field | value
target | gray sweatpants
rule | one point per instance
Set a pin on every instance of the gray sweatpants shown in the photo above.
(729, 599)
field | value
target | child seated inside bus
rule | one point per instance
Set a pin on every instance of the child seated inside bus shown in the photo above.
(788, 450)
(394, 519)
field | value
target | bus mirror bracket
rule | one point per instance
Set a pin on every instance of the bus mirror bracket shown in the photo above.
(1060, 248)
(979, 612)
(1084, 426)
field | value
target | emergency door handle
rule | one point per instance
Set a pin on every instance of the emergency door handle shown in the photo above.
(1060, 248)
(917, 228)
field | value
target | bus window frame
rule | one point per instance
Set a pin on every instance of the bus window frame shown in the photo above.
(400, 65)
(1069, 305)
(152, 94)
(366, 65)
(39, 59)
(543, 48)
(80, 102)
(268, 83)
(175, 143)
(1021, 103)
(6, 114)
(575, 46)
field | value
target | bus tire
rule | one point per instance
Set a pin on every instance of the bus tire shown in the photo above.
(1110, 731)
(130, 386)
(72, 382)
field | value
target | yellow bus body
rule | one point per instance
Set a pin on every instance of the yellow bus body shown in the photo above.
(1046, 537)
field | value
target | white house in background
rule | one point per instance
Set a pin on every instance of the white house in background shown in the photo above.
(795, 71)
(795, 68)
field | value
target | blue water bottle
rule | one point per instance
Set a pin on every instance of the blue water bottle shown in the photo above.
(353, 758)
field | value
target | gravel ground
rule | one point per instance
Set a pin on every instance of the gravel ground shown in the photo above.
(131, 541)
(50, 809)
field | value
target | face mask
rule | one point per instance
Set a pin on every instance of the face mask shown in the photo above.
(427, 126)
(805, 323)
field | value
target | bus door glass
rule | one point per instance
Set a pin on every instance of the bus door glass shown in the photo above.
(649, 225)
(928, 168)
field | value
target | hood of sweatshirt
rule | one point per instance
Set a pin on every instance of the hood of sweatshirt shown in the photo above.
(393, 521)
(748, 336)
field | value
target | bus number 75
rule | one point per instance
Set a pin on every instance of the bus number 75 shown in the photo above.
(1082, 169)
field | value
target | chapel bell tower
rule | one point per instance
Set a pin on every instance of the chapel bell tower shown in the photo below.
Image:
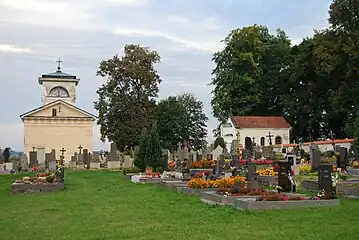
(59, 86)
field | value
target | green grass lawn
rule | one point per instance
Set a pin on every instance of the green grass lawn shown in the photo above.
(102, 205)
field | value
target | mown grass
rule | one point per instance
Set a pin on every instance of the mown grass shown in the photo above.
(102, 205)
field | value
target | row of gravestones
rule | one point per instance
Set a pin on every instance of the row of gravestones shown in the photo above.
(315, 155)
(325, 181)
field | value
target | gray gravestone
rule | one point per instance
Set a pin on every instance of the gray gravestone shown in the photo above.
(86, 158)
(24, 162)
(266, 152)
(217, 152)
(325, 179)
(343, 158)
(219, 165)
(113, 153)
(315, 158)
(33, 159)
(95, 157)
(283, 176)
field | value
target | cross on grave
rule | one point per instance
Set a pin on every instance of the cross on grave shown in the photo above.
(270, 138)
(332, 138)
(59, 64)
(80, 148)
(62, 151)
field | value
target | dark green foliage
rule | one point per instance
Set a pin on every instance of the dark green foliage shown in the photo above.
(139, 160)
(153, 148)
(131, 170)
(314, 85)
(181, 118)
(126, 102)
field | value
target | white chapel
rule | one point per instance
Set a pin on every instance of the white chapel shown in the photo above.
(264, 130)
(58, 123)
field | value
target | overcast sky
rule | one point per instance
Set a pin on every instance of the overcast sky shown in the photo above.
(34, 33)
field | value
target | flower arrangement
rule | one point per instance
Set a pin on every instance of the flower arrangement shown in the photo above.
(258, 162)
(153, 175)
(266, 172)
(219, 183)
(305, 169)
(355, 164)
(240, 191)
(203, 164)
(41, 178)
(280, 197)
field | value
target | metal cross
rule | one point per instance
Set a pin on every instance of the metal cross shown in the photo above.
(270, 138)
(59, 64)
(80, 148)
(62, 151)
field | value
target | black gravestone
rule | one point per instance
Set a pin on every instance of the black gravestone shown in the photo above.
(325, 179)
(291, 158)
(86, 158)
(283, 179)
(315, 158)
(219, 165)
(343, 158)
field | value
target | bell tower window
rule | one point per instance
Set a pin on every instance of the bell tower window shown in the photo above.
(59, 92)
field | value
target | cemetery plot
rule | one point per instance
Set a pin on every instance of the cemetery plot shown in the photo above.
(43, 182)
(266, 205)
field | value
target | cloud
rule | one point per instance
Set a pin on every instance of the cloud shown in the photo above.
(12, 133)
(13, 49)
(182, 42)
(84, 32)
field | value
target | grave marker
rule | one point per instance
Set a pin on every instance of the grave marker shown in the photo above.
(283, 176)
(325, 179)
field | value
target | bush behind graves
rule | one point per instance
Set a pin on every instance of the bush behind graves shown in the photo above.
(131, 170)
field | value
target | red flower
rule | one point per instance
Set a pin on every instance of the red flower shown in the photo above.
(276, 167)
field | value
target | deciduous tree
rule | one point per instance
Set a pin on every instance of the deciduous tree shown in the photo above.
(126, 102)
======
■ **Required action**: Verbatim copy without images: write the records above out in full.

■ **Answer to this task**:
field | value
target | gray sweatpants
rule | one point per instance
Set a pin on every instance of the gray sweatpants shown in the photo above.
(729, 599)
field | value
target | child seated inside bus
rule | one point per instance
Set a pin on every instance of the child seated inside bus shown in the photo above.
(788, 450)
(394, 519)
field | value
target | bus mirror bracket
rule | one point per instance
Set a pin on every instance of the bus mirror bracket shown in the photo above.
(1060, 248)
(979, 612)
(1084, 426)
field | value
target | emergency door handle
rule | one point per instance
Set a pin on every instance of the emergency door handle shown in the photo above.
(1060, 248)
(917, 228)
field | value
target | bus window frame
rule | one point per instance
Set a pin on every instance of the bus window frame shown in the photo above.
(400, 65)
(1069, 305)
(152, 94)
(366, 65)
(39, 59)
(543, 48)
(80, 102)
(268, 83)
(175, 143)
(1021, 103)
(6, 114)
(575, 46)
field | value
target | bus tire
rule | one point per instance
Set a pin on every instance of the bus tire shown in the photo above.
(1110, 731)
(130, 386)
(72, 382)
field | value
target | yellow bus body
rule | one point per instance
Set a pin on every instance of the yellow bus body shown in the photo above.
(1046, 537)
field | value
target | white house in background
rule | one point per instance
Set a pin on every instance of the white house in background shown in the photo above.
(795, 71)
(795, 68)
field | value
target | blue water bottle
rule | one point per instance
Set a pin on every instance of the blue water bottle shown in the photo above.
(353, 758)
field | value
target | gravel ground
rule | one point per instance
Set a pin on every instance of the gravel ground shown in the photo above.
(131, 541)
(50, 809)
field | value
target | face mask
rule | one point per instance
Set a pin on every instance of the face mask shown in the photo above.
(427, 126)
(805, 323)
field | value
target | bus door glass
rule | one point per instance
Set a pin on every instance of the bus door glass shown in the photo above.
(649, 225)
(928, 168)
field | value
target | hood of sweatshirt
rule | one point per instance
Set a pin on every instance of the hood of sweatshirt shown in the photo above.
(393, 521)
(748, 336)
field | value
target | bus number 75
rule | one point per instance
Set a pin on every instance of the bus number 75 shown in the photo above.
(1082, 169)
field | value
target | chapel bell tower
rule | one point per instance
Set a pin on every instance of the chapel bell tower shown in the photo below.
Image:
(59, 86)
field | value
target | green grass lawn
rule | one point per instance
Set a pin on every instance of the green grass lawn shown in the photo above.
(102, 205)
field | value
target | mown grass
rule | one point per instance
Set a pin on every instance of the mown grass shown in the photo above.
(102, 205)
field | value
target | row of gravestones
rule | one point per instance
Set a pin on every instance of the row of gravestones shown in the photo above.
(315, 155)
(325, 181)
field | value
target | gray gravestone
rule | one point per instance
Set a pin on every instance of the gray gravestone shown in the photo above.
(86, 158)
(24, 162)
(266, 152)
(217, 152)
(325, 179)
(343, 158)
(219, 165)
(113, 153)
(315, 158)
(33, 159)
(95, 157)
(283, 176)
field | value
target | cross on grave
rule | one point per instance
Set a pin on every instance of the cross on grave shown in the photo above.
(270, 138)
(332, 138)
(59, 64)
(80, 148)
(62, 151)
field | value
target | dark green foliage
rule | one point per instance
Set a pin on every instance of the dark green foliage shown in the photo above.
(139, 160)
(153, 148)
(131, 170)
(314, 85)
(181, 118)
(126, 102)
field | value
target | white chapel
rule | one point per instance
Set a pin on every instance of the white chapel shown in the photo above.
(264, 130)
(58, 123)
field | value
target | overcast sky
rule | one point per instance
Set a pin on every instance of the overcast sky shown in the photo above.
(34, 33)
field | value
target | flower arrangement
rule | one point per instance
Set a pin on every instance of the flower arrangement shown in the photo above.
(258, 162)
(153, 175)
(266, 172)
(219, 183)
(305, 169)
(355, 164)
(240, 191)
(203, 164)
(41, 178)
(280, 197)
field | value
target | metal cross
rule | one point per instance
Set a pin on every instance of the metal cross shown in the photo above.
(270, 138)
(59, 64)
(80, 148)
(62, 151)
field | value
target | black gravestone
rule | one point per instance
Set a pin on every instance of the black gravestone shown in the photo above.
(325, 179)
(291, 158)
(86, 158)
(283, 179)
(315, 158)
(219, 165)
(343, 158)
field | value
target | bell tower window
rule | one point per instance
Set a pin on every instance of the bell tower window shown in the photo above.
(59, 92)
field | value
target | cemetery plot
rule | one point per instance
Set a pin on every instance of the cemetery plot shown in the photo above.
(43, 182)
(266, 205)
field | value
target | cloud
rule | one point per instance
Set a pin on every instance of the cloud shown in the photo above.
(12, 133)
(13, 49)
(182, 42)
(84, 32)
field | value
target | grave marker
rule | one point per instance
Set a pin on every instance of the grave marker shown in the photo above.
(283, 176)
(325, 179)
field | value
target | bush behind graves
rule | one point per instance
Set a pin on every instance of the bush behind graves shown in the photo above.
(131, 170)
field | value
target | red flower
rule | one point per instance
Set a pin on every instance of the red flower shown in the photo above.
(276, 167)
field | value
target | deciduous tree
rule | one point per instance
Set a pin on every instance of the deciduous tree shown in the photo above.
(126, 102)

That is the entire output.